§ **Source text**:
Segment Open

Honestly, I feel these comments. I hear them when interviewing industry professionals. These comments are more than likely not a surprise to many currently working inside a television station. It has been quietly murmured for years. It is no longer quiet. It is loud and clear. Reading all of these comments from the article in their entirety in a “seek first to understand, then to be understood” philosophy should be mandatory within certain levels of a broadcast group today. Viewed. Dissected. Discussed. Emotions. Nerves. Raw. Frayed. Hurting. Emotional. Exasperated. Yet still hopeful. Because #JournalismMatters. And if you do not believe me or these comments, request to join one of the many Facebook groups created to give many of your employees a voice, sometimes anonymously, to be heard. Some of these groups literally have thousands of media professionals members. Posts of “crying in my car the entire way home from work” and isolation from friends and family. In one post, someone even contemplating suicide. It was painful to read and should be eye-opening to our industry. Is it all “sour grapes” from former disgruntled employees? Perhaps a percentage, sure. However, it seems to be much more than this.

Segment Closed

[Saved entries]
Segment Open

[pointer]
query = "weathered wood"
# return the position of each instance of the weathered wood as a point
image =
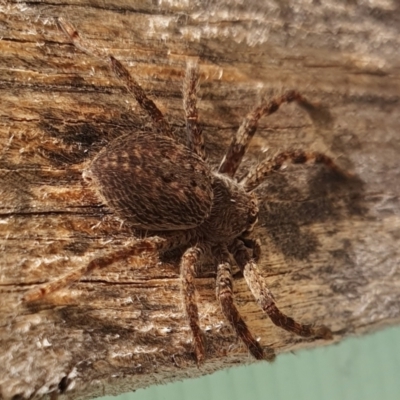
(330, 247)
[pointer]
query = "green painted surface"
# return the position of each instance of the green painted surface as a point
(366, 368)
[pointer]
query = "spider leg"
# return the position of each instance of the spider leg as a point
(247, 129)
(225, 295)
(159, 122)
(258, 174)
(188, 262)
(148, 245)
(266, 300)
(190, 88)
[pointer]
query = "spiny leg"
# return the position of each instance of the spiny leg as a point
(247, 129)
(190, 88)
(266, 301)
(258, 174)
(149, 245)
(159, 122)
(225, 295)
(188, 263)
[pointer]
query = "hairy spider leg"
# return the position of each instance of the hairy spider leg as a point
(234, 155)
(195, 138)
(266, 300)
(188, 262)
(147, 105)
(147, 245)
(262, 170)
(224, 292)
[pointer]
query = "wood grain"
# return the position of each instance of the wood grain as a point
(330, 247)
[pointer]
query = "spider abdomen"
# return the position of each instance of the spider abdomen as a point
(152, 182)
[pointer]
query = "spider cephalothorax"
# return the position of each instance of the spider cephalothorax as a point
(168, 190)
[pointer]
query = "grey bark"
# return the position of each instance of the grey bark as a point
(330, 247)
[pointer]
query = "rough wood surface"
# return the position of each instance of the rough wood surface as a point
(330, 248)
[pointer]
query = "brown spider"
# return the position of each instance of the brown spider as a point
(160, 186)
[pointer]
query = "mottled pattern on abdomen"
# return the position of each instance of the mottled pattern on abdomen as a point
(153, 183)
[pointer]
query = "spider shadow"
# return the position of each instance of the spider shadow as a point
(289, 209)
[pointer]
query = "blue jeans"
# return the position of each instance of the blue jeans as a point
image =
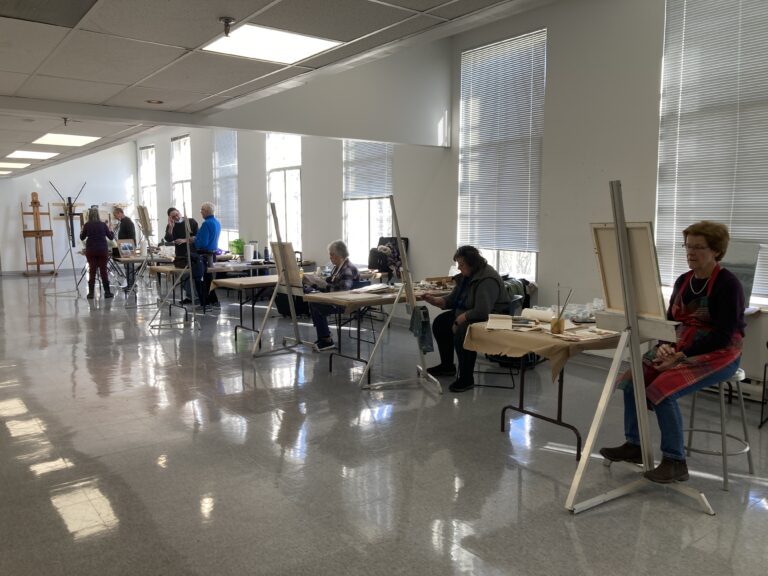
(668, 414)
(319, 313)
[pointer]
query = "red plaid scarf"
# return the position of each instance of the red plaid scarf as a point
(694, 323)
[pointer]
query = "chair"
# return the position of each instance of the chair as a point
(733, 381)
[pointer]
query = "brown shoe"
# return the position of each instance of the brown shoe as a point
(625, 453)
(668, 471)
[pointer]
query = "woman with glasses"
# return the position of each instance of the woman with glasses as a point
(708, 301)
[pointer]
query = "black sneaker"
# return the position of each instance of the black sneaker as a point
(668, 471)
(459, 386)
(325, 345)
(625, 453)
(442, 370)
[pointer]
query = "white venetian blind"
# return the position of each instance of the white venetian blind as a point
(500, 140)
(367, 169)
(713, 138)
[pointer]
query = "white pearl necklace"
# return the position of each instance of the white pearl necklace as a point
(690, 283)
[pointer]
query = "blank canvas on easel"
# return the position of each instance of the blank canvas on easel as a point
(645, 268)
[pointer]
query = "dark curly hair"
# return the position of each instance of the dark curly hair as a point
(471, 257)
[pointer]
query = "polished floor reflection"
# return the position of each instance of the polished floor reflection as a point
(125, 450)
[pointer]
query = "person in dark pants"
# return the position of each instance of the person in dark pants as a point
(175, 235)
(342, 276)
(479, 291)
(126, 230)
(95, 233)
(206, 244)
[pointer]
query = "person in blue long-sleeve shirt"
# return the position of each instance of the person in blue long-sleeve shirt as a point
(206, 243)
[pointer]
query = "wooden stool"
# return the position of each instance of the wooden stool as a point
(733, 381)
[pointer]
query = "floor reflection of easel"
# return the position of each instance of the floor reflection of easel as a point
(37, 233)
(290, 283)
(635, 262)
(68, 215)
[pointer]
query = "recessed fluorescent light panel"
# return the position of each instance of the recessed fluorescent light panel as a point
(65, 140)
(269, 44)
(31, 155)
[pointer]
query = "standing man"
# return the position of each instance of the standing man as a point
(206, 244)
(126, 230)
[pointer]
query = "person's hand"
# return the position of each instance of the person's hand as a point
(669, 361)
(664, 351)
(461, 319)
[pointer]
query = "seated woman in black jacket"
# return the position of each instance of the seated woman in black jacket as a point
(479, 291)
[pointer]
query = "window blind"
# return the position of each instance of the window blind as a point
(367, 169)
(713, 136)
(500, 140)
(225, 178)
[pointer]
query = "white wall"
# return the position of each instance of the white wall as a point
(404, 98)
(601, 123)
(109, 177)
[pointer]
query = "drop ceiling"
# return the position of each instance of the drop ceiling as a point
(115, 68)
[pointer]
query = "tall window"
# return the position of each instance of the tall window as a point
(366, 190)
(713, 138)
(225, 185)
(500, 139)
(148, 183)
(181, 174)
(284, 186)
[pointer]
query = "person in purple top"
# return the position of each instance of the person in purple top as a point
(95, 234)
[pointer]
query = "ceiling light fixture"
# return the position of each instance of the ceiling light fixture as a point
(268, 44)
(65, 140)
(227, 21)
(32, 155)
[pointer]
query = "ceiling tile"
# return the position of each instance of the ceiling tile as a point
(10, 82)
(66, 13)
(270, 80)
(209, 73)
(24, 45)
(419, 5)
(186, 23)
(342, 20)
(101, 58)
(209, 102)
(137, 96)
(462, 8)
(68, 90)
(28, 123)
(412, 26)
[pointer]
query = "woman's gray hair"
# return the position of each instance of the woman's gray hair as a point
(339, 248)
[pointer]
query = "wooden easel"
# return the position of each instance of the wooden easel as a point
(422, 377)
(634, 330)
(37, 233)
(290, 283)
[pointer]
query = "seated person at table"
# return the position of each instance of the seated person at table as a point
(342, 276)
(175, 235)
(708, 301)
(479, 291)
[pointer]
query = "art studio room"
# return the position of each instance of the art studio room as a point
(345, 287)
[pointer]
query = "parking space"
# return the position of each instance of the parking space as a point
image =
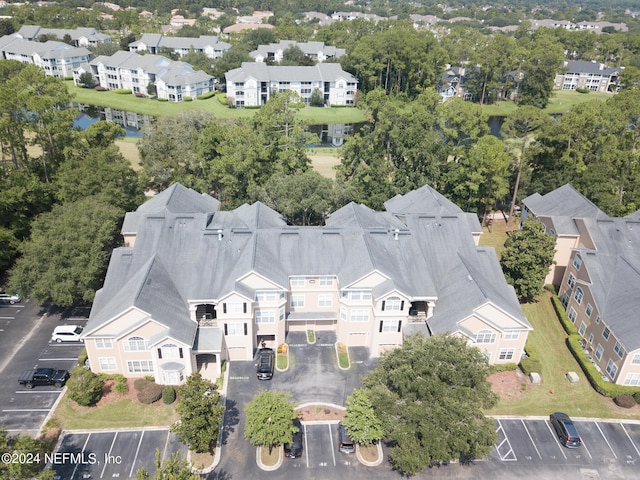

Segment Closed

§ **The problem**: Could you continue the piece on distress among television station employees, picking up right after its last sentence?

§ **Your response**:
Is this “Great Resignation” all part of a natural churn of talent? Cyclical perhaps? According to a poll conducted by Gallup research across all industries, perhaps not. Fifty-two percent of employees who voluntarily leave say their manager and/or company could have done something to prevent them from leaving their job. Based on this research, is it safe to assume a manager did everything in their power to make things right for their employee? According to more Gallup research, not always. In fact, just over half of exiting employees (51%) say that in the three months before they left, neither their manager nor any other leader spoke with them about their job satisfaction or future with the organization. Wow. Startling statistics. You had them in the chair! Hired. Trained. Probably performing. Then poof. Gone.
Let’s look at this another way: The bottom line. Money. The cost of replacing an employee can range up to two times the employee’s annual salary…and that’s a conservative estimate. According to the Bureau of Labor Statistics, the overall turnover rate for 2021 to date is 57.3% across all U.S. industries, alarming, but during a global pandemic still. That number drops to 25% when considering only voluntary turnover and 29% when considering involuntary turnover. For a conservative number of just over 26% turnover, if you have a 100-employee newsroom with an average salary of $50,000, you could have turnover and replacement costs of up to $2.6 million per year.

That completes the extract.